YOUR ASSIGNMENT: Copy out all the lines in the records that include the word "below".

PROVIDED DATA:
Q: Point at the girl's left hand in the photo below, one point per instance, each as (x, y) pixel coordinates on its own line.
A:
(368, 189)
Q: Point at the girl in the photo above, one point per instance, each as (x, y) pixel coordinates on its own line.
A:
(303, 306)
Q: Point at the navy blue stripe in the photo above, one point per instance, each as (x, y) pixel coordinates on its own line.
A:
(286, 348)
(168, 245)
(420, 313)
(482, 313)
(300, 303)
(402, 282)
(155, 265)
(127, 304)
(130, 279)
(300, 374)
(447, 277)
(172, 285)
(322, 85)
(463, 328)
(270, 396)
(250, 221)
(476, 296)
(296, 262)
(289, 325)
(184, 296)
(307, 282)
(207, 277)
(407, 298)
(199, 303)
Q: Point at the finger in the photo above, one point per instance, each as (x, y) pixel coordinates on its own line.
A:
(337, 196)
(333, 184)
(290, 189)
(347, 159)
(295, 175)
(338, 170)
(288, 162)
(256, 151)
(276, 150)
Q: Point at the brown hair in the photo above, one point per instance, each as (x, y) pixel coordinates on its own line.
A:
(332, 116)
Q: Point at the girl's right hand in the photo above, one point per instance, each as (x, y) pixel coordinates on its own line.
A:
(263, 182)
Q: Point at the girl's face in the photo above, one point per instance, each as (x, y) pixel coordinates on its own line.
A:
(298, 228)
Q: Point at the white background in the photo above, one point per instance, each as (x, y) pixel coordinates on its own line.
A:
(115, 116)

---

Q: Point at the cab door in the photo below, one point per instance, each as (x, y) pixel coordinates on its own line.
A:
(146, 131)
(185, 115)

ANSWER AREA:
Q: Point at the girl's left hand in the photo below, one point per instance, each as (x, y) pixel coordinates on its own line.
Q: Point at the cab door in the photo below, one point per instance, each as (x, y) pixel coordinates on its own line.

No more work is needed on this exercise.